**PROVIDED PASSAGE:**
+--
Roddenberry and his colleagues were World War II veterans, whose country was now fighting the Cold War against a Communist aggressor they regarded with horror. They considered the Western democracies the only force holding back worldwide totalitarian dictatorship. The best expression of their spirit was John F. Kennedy’s Inaugural Address, with its proud promise to “pay any price, bear any burden, meet any hardship, support any friend, oppose any foe, in order to assure the survival and the success of liberty.” ....

In “Errand of Mercy,” the episode that first introduces the show’s most infamous villains, he cannot comprehend why the placid Organians are willing to let themselves be enslaved by the Klingon Empire. Their pacifism disgusts him. Kirk loves peace, but he recognizes that peace without freedom is not truly peace.

This was not just a political point; it rested on a deeper philosophical commitment. In Star Trek’s humanist vision, totalitarianism was only one manifestation of the dehumanizing forces that deprive mankind (and aliens) of the opportunities and challenges in which their existence finds meaning. In “Return of the Archons,” for example, Kirk and company infiltrate a theocratic world monitored and dominated by the god Landru. The natives are placid, but theirs is the mindless placidity of cattle. In the past, one explains, “there was war. Convulsions. The world was destroying itself. Landru…took us back, back to a simple time.” The people now live in ignorant, stagnant bliss. Landru has removed conflict by depriving them of responsibility, and with it their right to govern themselves. When Kirk discovers that Landru is actually an ancient computer left behind by an extinct race, he challenges it to justify its enslavement of the people. “The good,” it answers, is “harmonious continuation…peace, tranquility.” Kirk retorts: “What have you done to do justice to the full potential of every individual? Without freedom of choice, there is no creativity. Without creativity, there is no life.” He persuades Landru that coddling the people has stifled the souls it purported to defend, and the god-machine self-destructs. ....
Later,
This clear-headedness had evaporated by December 1991, when the movie sequel Star Trek VI: The Undiscovered Country appeared, only months after Roddenberry’s death. .... It comments on the waning of the Cold War by portraying the first steps toward peace with the Klingons. Yet the price of peace, it turns out, is not merely to forgive past crimes, but for the innocent peoples of the galaxy to take the guilt upon themselves. ....
+--
**DATA EXCERPTS:**
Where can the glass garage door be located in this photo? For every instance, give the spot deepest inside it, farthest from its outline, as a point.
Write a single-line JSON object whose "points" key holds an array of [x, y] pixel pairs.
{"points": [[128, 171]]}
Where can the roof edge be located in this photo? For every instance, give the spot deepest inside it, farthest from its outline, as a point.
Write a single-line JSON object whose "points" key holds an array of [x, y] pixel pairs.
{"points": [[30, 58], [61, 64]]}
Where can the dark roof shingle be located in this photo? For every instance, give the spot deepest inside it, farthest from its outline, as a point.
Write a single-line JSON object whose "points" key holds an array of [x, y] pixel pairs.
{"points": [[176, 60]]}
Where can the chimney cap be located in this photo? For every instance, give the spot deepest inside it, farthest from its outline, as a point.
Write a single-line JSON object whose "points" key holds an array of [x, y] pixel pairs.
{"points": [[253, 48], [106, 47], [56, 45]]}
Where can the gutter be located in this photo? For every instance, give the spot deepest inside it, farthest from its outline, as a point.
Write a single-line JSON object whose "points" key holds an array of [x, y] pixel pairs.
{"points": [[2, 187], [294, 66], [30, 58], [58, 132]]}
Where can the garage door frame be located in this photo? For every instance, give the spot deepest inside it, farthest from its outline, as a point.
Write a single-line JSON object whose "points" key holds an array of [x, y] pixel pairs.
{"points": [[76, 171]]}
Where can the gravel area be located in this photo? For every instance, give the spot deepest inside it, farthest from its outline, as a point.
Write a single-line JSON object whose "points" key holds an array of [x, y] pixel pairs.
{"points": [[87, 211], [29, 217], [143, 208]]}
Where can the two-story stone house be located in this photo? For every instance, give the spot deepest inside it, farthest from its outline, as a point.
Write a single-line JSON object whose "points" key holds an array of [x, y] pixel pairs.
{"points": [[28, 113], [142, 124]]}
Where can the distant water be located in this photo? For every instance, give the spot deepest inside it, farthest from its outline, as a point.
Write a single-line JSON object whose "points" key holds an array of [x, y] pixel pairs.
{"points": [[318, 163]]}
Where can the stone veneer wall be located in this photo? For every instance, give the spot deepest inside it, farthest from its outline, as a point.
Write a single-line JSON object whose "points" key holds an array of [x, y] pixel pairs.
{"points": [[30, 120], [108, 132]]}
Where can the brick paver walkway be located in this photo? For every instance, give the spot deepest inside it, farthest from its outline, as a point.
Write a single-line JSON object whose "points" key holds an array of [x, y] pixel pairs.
+--
**DIRECTIVE A:**
In the Star Trek essay, what does Kirk discover Landru actually to be?
**DIRECTIVE B:**
Quote the Star Trek essay word for word, starting at "Roddenberry and his" and ending at "not truly peace.".
**DIRECTIVE C:**
Extend the Star Trek essay with the passage that would come next after its final sentence.

**OUTPUT A:**
An ancient computer left behind by an extinct race.

**OUTPUT B:**
Roddenberry and his colleagues were World War II veterans, whose country was now fighting the Cold War against a Communist aggressor they regarded with horror. They considered the Western democracies the only force holding back worldwide totalitarian dictatorship. The best expression of their spirit was John F. Kennedy’s Inaugural Address, with its proud promise to “pay any price, bear any burden, meet any hardship, support any friend, oppose any foe, in order to assure the survival and the success of liberty.” ....

In “Errand of Mercy,” the episode that first introduces the show’s most infamous villains, he cannot comprehend why the placid Organians are willing to let themselves be enslaved by the Klingon Empire. Their pacifism disgusts him. Kirk loves peace, but he recognizes that peace without freedom is not truly peace.

**OUTPUT C:**
This represented an almost complete inversion of Star Trek’s original liberalism, and indeed of any rational scale of moral principles at all. At no point in the show’s history had Kirk or his colleagues treated the Klingons unjustly, whereas audiences for decades have watched the Klingons torment and subjugate the galaxy’s peaceful races. In “Errand of Mercy,” they attempt genocide to enslave the Organians. In “The Trouble with Tribbles,” they try to poison a planet’s entire food supply. The dungeon in which Kirk is imprisoned in this film is on a par with Stalin’s jails. Yet never does the Klingon leader, Gorkon, or any of his people, acknowledge—let alone apologize for—such injustices. Quite the contrary; his daughter tells a galactic conference, “We are a proud race. We are here because we want to go on being proud.” Within the context of the original Star Trek, such pride is morally insane.

Yet in service to Spock’s mission of elevating peace over right, the film portrays the Klingons not as thugs, but as misunderstood casualties of human bigotry. ....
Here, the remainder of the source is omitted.